**Selected excerpt**

——————————

Question 906173
your problem is:


x^4 - 20x^2 + 64 >= 0


solve for x^4 - 20x^2 + 64 = 0 to find out when the graph crosses the x-axis.


this is a quadratic equation in disguise.


let y = x^2 and the equation becomes y^2 - 20y + 64 = 0


factor this equation to get (y-4)*(y-16)=0
solve for y to get y = 4 and y = 16


since y = x^2 and you want to solve for x, now replace y with x^2 to get:


x^2 = 4 and x^2 = 16


solve for x to get x = plus or minus 2 and x = plus or minus 4


if you did this correctly, your graph crosses the x-axis at x = -2, +2, -4, +4


since your original equation is x^2-20x+64 >= 0, then you need to test each interval of the graph to see where the graph is greater than 0 and less than 0.

——————————

**Required actions**
• 1. In the worked solution, set down the passage from "solve for x to" up to and including "less than 0." word for word.
• 2. Using the worked solution, tell whether each statement agrees with it: (a) the substitution made is y = x^2; (b) factoring gives (y-2)*(y-8)=0; (c) the graph crosses the x-axis at x = -2, +2, -4 and +4. For each, answer yes or no and quote the deciding words.

**Data section**
——————————

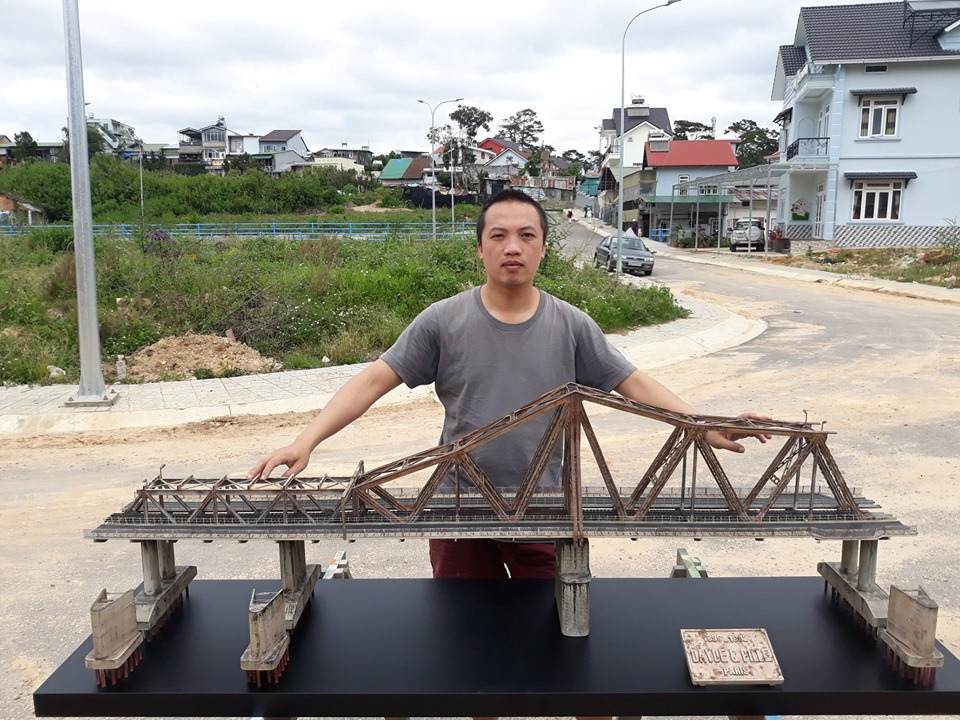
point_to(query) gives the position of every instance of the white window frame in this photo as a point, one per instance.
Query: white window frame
(877, 200)
(879, 117)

——————————

**Full answers**
• 1.
solve for x to get x = plus or minus 2 and x = plus or minus 4


if you did this correctly, your graph crosses the x-axis at x = -2, +2, -4, +4


since your original equation is x^2-20x+64 >= 0, then you need to test each interval of the graph to see where the graph is greater than 0 and less than 0.

• 2.
(a) Yes: "let y = x^2 and the equation becomes y^2 - 20y + 64 = 0"
(b) No: "factor this equation to get (y-4)*(y-16)=0"
(c) Yes: "your graph crosses the x-axis at x = -2, +2, -4, +4"